Exercise material Block Start
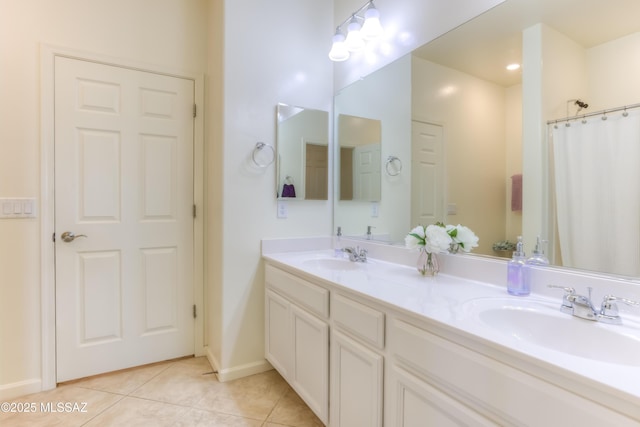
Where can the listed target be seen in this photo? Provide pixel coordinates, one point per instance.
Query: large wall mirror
(460, 122)
(359, 158)
(302, 153)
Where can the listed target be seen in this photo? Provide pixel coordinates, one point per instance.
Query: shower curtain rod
(597, 113)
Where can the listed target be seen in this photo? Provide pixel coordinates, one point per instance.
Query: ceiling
(485, 45)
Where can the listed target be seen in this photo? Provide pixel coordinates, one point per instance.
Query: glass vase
(427, 263)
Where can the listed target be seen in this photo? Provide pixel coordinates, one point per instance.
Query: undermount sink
(339, 264)
(539, 324)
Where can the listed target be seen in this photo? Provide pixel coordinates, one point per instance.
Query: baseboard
(13, 390)
(238, 371)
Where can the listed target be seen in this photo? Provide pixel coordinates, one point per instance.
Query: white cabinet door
(412, 402)
(278, 338)
(311, 361)
(356, 383)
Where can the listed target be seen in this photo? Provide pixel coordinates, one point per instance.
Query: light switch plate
(16, 208)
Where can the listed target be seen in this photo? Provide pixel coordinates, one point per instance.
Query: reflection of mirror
(359, 145)
(303, 153)
(492, 123)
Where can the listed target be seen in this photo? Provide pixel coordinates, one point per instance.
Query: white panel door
(427, 178)
(124, 187)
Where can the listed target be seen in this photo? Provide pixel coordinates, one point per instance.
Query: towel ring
(258, 149)
(393, 166)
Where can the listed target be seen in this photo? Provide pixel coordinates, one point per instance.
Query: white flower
(415, 238)
(463, 236)
(437, 239)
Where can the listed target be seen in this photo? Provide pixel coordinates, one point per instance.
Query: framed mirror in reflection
(489, 166)
(359, 158)
(302, 153)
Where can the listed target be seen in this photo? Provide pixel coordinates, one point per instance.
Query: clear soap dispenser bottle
(515, 272)
(337, 245)
(537, 258)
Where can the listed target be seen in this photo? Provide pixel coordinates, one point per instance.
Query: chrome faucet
(356, 254)
(581, 306)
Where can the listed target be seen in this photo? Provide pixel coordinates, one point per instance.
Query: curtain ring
(393, 166)
(258, 149)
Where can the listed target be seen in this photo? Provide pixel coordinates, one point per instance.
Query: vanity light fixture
(339, 51)
(363, 25)
(354, 41)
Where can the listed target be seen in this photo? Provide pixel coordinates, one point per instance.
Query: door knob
(69, 236)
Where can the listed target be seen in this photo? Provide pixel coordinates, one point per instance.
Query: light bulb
(338, 51)
(354, 41)
(371, 29)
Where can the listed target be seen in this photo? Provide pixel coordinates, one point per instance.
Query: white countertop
(449, 300)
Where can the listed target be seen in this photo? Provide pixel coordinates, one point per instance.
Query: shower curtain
(597, 183)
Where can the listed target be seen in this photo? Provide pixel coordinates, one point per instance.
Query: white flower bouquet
(438, 237)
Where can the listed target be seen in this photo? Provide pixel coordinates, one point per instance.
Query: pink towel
(516, 193)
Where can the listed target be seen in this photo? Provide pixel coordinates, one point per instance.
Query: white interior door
(427, 181)
(124, 179)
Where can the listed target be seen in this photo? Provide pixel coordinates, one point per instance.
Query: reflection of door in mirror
(360, 140)
(316, 171)
(303, 153)
(427, 183)
(366, 174)
(346, 173)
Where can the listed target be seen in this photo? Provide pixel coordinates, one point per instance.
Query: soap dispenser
(537, 258)
(515, 272)
(337, 245)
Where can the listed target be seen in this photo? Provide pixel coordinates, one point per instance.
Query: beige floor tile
(292, 411)
(73, 412)
(132, 412)
(252, 397)
(125, 381)
(202, 418)
(182, 383)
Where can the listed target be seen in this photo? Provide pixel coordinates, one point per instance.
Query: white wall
(273, 52)
(255, 54)
(472, 112)
(613, 70)
(174, 39)
(385, 96)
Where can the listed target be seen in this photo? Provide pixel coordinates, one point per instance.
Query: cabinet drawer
(361, 321)
(312, 297)
(496, 391)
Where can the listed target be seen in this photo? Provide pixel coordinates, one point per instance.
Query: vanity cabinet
(367, 363)
(435, 381)
(357, 363)
(297, 336)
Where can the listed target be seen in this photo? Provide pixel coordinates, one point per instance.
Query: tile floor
(176, 393)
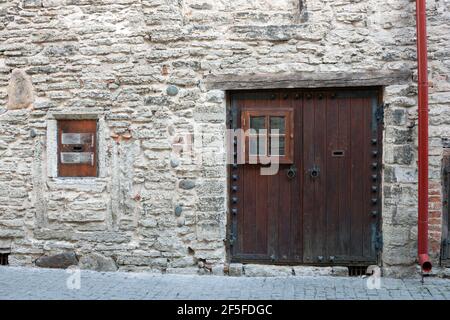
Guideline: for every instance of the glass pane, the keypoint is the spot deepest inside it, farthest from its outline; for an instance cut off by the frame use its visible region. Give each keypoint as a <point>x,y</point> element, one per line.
<point>257,145</point>
<point>257,123</point>
<point>280,151</point>
<point>278,123</point>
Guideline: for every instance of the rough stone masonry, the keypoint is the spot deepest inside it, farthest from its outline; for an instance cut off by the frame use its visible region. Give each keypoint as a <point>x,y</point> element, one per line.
<point>141,68</point>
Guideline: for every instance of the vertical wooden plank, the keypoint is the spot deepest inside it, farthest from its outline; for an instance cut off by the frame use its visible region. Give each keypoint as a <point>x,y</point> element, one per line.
<point>262,196</point>
<point>357,200</point>
<point>345,178</point>
<point>309,205</point>
<point>320,135</point>
<point>296,191</point>
<point>333,177</point>
<point>250,182</point>
<point>366,218</point>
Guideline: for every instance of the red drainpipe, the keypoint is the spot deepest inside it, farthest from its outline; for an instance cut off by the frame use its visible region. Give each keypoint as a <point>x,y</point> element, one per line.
<point>422,239</point>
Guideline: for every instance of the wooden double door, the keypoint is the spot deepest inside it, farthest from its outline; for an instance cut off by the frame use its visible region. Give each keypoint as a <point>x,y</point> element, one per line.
<point>322,206</point>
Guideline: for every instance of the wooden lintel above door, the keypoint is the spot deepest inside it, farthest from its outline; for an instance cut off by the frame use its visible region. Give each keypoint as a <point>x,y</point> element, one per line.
<point>307,80</point>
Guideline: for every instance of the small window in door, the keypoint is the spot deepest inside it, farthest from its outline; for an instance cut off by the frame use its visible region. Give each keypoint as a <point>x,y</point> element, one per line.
<point>269,133</point>
<point>77,150</point>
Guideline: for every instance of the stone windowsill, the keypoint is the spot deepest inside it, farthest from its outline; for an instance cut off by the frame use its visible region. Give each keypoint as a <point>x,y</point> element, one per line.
<point>86,184</point>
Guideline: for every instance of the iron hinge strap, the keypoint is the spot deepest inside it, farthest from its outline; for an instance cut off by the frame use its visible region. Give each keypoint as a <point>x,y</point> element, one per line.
<point>379,240</point>
<point>380,112</point>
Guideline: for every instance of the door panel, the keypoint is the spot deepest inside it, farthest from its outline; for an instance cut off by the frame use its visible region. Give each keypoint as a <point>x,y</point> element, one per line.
<point>323,215</point>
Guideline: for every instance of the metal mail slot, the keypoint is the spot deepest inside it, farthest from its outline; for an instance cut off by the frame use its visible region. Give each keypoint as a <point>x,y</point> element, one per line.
<point>77,158</point>
<point>77,138</point>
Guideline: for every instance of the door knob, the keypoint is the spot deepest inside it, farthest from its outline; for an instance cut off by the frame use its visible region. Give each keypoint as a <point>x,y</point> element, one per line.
<point>314,172</point>
<point>292,172</point>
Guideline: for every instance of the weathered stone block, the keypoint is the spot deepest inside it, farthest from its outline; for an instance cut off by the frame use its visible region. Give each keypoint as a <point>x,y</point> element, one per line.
<point>59,261</point>
<point>97,262</point>
<point>20,90</point>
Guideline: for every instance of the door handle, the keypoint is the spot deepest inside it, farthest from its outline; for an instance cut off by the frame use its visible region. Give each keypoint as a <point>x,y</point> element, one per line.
<point>292,172</point>
<point>314,172</point>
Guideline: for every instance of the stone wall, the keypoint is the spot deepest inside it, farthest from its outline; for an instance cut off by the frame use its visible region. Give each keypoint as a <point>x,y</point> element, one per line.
<point>141,68</point>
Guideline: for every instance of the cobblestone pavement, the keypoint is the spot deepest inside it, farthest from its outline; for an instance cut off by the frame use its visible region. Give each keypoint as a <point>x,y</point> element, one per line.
<point>34,283</point>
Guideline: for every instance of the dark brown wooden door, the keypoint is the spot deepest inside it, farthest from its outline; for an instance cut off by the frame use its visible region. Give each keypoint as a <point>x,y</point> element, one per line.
<point>322,206</point>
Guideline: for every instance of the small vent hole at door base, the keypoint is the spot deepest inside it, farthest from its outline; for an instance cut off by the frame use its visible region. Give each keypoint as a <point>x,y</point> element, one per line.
<point>357,271</point>
<point>4,259</point>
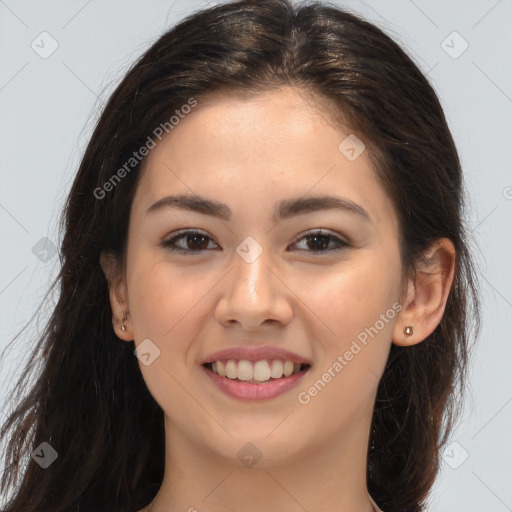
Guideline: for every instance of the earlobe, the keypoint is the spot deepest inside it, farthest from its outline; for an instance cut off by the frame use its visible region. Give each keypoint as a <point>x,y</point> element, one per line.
<point>424,305</point>
<point>118,297</point>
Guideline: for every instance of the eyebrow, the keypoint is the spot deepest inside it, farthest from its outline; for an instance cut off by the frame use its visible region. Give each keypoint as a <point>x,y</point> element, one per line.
<point>284,209</point>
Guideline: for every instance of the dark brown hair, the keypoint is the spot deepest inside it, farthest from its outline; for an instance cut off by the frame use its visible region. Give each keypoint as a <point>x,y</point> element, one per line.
<point>90,401</point>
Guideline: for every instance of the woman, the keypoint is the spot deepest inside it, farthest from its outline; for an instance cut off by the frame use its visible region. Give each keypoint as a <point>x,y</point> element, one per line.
<point>269,216</point>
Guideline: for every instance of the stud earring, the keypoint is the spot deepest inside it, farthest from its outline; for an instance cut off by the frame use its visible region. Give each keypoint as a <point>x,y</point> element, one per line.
<point>123,327</point>
<point>408,330</point>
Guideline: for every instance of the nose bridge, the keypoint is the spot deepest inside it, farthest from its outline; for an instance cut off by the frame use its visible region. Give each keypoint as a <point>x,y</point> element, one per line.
<point>253,292</point>
<point>252,277</point>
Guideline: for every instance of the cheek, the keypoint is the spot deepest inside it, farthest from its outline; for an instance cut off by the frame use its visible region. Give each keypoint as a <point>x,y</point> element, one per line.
<point>352,300</point>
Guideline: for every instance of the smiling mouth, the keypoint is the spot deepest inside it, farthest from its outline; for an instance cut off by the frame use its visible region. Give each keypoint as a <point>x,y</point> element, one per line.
<point>261,372</point>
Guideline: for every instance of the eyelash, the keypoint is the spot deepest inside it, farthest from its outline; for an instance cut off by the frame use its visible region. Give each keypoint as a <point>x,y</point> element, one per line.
<point>170,244</point>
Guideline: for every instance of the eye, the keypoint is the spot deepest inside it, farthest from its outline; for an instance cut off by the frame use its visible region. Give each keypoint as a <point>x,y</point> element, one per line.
<point>320,242</point>
<point>193,238</point>
<point>196,241</point>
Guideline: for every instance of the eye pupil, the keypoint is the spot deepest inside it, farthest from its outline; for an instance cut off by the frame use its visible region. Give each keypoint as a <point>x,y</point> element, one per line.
<point>321,242</point>
<point>195,237</point>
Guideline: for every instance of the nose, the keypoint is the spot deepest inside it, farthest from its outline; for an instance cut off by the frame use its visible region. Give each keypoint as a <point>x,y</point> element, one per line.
<point>254,295</point>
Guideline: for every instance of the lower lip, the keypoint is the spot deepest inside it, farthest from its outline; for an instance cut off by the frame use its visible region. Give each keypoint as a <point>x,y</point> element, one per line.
<point>250,391</point>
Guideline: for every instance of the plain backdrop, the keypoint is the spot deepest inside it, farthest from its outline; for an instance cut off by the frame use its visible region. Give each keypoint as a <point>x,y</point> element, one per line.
<point>59,60</point>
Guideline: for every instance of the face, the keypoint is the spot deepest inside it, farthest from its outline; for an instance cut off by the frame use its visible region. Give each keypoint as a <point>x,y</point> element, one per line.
<point>254,275</point>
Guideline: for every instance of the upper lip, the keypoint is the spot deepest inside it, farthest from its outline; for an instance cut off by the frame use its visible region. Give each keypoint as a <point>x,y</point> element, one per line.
<point>255,354</point>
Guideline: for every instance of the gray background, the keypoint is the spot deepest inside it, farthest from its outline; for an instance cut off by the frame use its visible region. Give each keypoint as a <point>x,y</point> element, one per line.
<point>49,106</point>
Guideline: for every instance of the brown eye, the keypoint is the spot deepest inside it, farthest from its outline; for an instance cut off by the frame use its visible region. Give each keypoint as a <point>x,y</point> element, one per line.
<point>189,241</point>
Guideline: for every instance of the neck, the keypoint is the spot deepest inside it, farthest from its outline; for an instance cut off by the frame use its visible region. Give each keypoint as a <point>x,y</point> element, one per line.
<point>329,476</point>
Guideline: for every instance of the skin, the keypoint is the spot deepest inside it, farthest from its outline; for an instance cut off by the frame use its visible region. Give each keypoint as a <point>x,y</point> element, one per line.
<point>250,153</point>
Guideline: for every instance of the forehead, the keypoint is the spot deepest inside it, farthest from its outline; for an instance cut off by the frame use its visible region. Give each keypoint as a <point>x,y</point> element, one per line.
<point>246,148</point>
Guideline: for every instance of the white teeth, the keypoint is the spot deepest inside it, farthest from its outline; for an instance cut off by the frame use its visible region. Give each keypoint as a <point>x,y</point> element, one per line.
<point>221,369</point>
<point>260,371</point>
<point>287,368</point>
<point>231,369</point>
<point>244,370</point>
<point>277,369</point>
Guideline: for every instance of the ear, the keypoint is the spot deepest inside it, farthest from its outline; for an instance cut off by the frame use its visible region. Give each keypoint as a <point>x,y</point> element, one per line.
<point>425,301</point>
<point>111,267</point>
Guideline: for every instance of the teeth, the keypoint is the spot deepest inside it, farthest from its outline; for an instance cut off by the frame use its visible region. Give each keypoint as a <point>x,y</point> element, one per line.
<point>260,371</point>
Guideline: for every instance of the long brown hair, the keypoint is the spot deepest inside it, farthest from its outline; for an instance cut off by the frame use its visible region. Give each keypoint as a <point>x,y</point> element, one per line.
<point>90,401</point>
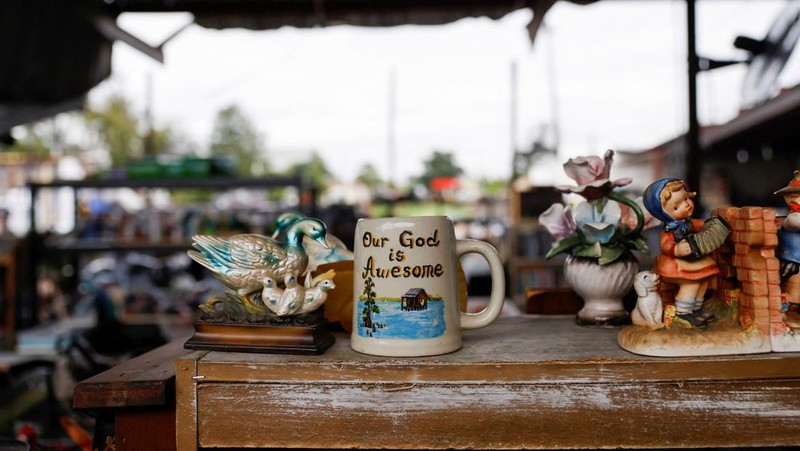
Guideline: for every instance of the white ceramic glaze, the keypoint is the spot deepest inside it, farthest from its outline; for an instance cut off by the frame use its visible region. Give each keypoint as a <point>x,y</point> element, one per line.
<point>602,288</point>
<point>405,287</point>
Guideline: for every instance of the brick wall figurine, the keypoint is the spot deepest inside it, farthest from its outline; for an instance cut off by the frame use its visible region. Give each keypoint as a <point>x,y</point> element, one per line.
<point>740,313</point>
<point>784,310</point>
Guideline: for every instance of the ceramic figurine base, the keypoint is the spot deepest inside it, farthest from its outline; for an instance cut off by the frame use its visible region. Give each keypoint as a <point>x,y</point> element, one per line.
<point>725,336</point>
<point>264,339</point>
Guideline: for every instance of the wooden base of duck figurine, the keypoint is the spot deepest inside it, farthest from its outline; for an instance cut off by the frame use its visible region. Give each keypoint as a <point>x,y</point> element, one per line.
<point>303,334</point>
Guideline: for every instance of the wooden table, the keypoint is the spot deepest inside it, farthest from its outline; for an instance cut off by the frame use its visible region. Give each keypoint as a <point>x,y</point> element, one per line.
<point>523,382</point>
<point>138,396</point>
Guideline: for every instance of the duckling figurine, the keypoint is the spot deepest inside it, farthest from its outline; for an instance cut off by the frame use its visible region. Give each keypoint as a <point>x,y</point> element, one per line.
<point>317,254</point>
<point>316,291</point>
<point>242,262</point>
<point>292,297</point>
<point>270,294</point>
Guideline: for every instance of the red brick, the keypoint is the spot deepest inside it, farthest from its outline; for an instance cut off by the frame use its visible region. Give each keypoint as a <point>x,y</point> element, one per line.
<point>750,212</point>
<point>773,277</point>
<point>761,303</point>
<point>754,225</point>
<point>727,213</point>
<point>755,289</point>
<point>754,261</point>
<point>755,276</point>
<point>772,226</point>
<point>742,273</point>
<point>773,264</point>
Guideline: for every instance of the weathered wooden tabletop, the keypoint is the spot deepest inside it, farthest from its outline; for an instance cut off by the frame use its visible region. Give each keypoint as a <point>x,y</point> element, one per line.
<point>522,382</point>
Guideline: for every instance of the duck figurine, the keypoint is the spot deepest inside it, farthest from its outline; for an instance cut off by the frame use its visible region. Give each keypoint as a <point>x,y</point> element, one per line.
<point>292,297</point>
<point>337,251</point>
<point>316,291</point>
<point>270,294</point>
<point>242,262</point>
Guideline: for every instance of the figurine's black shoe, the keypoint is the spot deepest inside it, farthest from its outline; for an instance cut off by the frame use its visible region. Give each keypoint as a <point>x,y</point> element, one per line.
<point>694,320</point>
<point>708,317</point>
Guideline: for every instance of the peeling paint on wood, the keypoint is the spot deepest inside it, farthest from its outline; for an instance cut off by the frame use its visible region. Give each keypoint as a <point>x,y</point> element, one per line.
<point>514,387</point>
Exercise material Block End
All lines from the one that holds "Guideline: for every instance of the figurine's" through the end of the records are to be returned exactly, including both boundary lines, and no others.

Guideline: for every instance of the figurine's black shoe, the keypoint is the spot deepest inside it, farthest from its outline; for an instance cut off by the frame use its visible region. Give each keypoint as a <point>x,y</point> element, one per line.
<point>694,320</point>
<point>708,317</point>
Guideline: for every instance of the peeling paint on wood, the keypoint is the spot deepest inside it, farthest from its outline; for an instance cut off by the frame use its visible region. Give each keypoint as a <point>x,y</point> element, one per line.
<point>514,387</point>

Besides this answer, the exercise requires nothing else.